* INPUT
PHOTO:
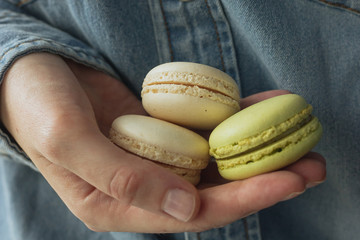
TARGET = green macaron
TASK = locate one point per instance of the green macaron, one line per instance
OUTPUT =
(264, 137)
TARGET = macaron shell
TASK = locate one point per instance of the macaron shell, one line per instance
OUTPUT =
(193, 95)
(271, 157)
(256, 119)
(160, 141)
(189, 111)
(194, 74)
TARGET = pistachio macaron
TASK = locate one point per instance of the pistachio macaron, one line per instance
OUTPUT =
(176, 148)
(264, 137)
(190, 94)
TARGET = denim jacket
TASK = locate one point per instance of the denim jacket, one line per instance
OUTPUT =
(310, 47)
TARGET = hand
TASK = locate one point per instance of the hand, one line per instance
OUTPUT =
(60, 113)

* GIVEN EXERCISE
Render every line of the material above as a Markdown table with the columns "Row" and "Line", numbering the rows and skipping any blank lines. Leave the pictures out.

* REPLY TO THE EXERCISE
| Row | Line |
|---|---|
| 1 | PHOTO: |
| 2 | TARGET = green macaron |
| 3 | TASK = locate one point per instance of the green macaron, one line per instance |
| 4 | OUTPUT = |
| 5 | (264, 137) |
| 6 | TARGET = macaron shell |
| 7 | TASK = locate one point per instance of the macaron shell, one line per instance |
| 8 | OUTPUT = |
| 9 | (193, 95) |
| 10 | (271, 157) |
| 11 | (256, 119) |
| 12 | (160, 141) |
| 13 | (189, 111) |
| 14 | (194, 74) |
| 15 | TARGET = pistachio macaron |
| 16 | TASK = locate one point per instance of the pistachio macaron, one line per instance |
| 17 | OUTPUT = |
| 18 | (176, 148) |
| 19 | (264, 137) |
| 20 | (190, 94) |
| 21 | TARGET = denim jacket |
| 22 | TASK = locate one point per instance of the denim jacket, one line per instance |
| 23 | OUTPUT = |
| 24 | (310, 47) |
| 25 | TARGET = hand |
| 26 | TASK = locate one point per instance of the hand, one line per instance |
| 27 | OUTPUT = |
| 28 | (60, 113) |